┌─ Data supplied

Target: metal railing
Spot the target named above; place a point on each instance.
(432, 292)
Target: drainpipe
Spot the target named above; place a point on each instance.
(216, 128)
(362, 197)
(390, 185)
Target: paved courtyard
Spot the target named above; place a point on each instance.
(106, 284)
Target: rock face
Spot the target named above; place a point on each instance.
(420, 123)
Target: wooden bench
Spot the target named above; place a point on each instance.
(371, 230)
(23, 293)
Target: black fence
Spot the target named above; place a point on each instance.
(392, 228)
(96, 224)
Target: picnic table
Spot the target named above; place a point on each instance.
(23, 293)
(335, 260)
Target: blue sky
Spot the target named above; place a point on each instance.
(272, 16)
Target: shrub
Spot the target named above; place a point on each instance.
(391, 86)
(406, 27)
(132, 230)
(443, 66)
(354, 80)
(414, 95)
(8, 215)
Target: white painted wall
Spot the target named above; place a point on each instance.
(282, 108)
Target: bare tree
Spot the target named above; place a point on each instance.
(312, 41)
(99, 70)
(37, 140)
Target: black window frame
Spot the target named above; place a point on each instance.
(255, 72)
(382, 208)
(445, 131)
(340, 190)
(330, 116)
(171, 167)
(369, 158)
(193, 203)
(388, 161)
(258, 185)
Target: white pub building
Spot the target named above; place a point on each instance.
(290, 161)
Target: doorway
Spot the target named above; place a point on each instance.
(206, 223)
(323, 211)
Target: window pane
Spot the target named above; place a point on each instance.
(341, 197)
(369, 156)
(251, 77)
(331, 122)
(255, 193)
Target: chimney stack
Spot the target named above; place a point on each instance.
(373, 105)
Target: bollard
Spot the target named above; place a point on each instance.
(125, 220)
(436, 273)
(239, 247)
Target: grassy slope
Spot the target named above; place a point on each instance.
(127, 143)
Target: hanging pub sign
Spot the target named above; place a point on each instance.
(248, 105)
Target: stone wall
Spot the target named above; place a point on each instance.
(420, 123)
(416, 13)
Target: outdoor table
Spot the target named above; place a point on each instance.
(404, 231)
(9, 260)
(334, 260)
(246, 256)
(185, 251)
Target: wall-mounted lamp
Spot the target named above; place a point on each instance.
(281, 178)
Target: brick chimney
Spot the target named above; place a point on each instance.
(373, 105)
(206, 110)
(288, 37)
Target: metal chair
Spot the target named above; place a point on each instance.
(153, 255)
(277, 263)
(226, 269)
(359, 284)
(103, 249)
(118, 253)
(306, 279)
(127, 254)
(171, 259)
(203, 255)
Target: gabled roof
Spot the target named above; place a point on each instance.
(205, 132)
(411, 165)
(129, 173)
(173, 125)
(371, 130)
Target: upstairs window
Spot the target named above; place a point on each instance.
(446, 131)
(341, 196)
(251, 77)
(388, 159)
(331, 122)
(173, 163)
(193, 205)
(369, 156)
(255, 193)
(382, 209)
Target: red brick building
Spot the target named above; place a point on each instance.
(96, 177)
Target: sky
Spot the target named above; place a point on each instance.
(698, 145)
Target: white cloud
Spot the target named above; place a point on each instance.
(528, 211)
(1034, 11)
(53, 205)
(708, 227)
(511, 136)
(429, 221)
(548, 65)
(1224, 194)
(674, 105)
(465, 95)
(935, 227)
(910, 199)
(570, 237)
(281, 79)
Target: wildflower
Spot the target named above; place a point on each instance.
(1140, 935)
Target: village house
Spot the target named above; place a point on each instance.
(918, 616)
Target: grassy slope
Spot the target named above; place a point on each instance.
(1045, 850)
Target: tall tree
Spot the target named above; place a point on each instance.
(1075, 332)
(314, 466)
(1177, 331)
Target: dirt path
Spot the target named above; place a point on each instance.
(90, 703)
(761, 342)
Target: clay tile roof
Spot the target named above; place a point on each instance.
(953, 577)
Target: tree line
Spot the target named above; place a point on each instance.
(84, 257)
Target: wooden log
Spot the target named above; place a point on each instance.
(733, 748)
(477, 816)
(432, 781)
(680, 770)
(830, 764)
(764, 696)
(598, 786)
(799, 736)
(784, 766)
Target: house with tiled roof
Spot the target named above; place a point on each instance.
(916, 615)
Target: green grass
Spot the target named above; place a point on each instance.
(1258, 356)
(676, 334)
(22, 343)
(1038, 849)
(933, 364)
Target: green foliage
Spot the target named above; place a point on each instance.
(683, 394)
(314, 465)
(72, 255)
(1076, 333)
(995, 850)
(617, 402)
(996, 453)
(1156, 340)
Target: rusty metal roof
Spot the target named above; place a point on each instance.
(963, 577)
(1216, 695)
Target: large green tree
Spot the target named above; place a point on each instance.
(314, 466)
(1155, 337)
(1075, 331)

└─

● **Work to do**
Output the line containing "Target: tree line" and all lines after it to the end of the records, exactly as given.

● **Task output**
Target: tree line
Spot the target named above; place a point on each instance.
(84, 257)
Target: wooden log
Spot the target named above; place a point on each instance.
(733, 748)
(477, 816)
(432, 781)
(680, 770)
(830, 764)
(764, 696)
(598, 786)
(799, 736)
(784, 766)
Target: house with tiled roof
Spot the target named above; place a point on each instance.
(916, 615)
Target: green grass
Spot the target named above; place a point on each instance.
(1258, 356)
(676, 334)
(22, 343)
(1038, 849)
(933, 364)
Target: green foliage
Spot the target named above; place a point on each instance.
(683, 394)
(314, 465)
(72, 255)
(1076, 333)
(995, 850)
(617, 402)
(996, 453)
(1156, 340)
Target: rusty metal roof
Spot the target named above; place a point on each instance.
(963, 577)
(1216, 695)
Target: large green tree
Spot the target named above; place a point on each instance.
(314, 466)
(1155, 337)
(1075, 331)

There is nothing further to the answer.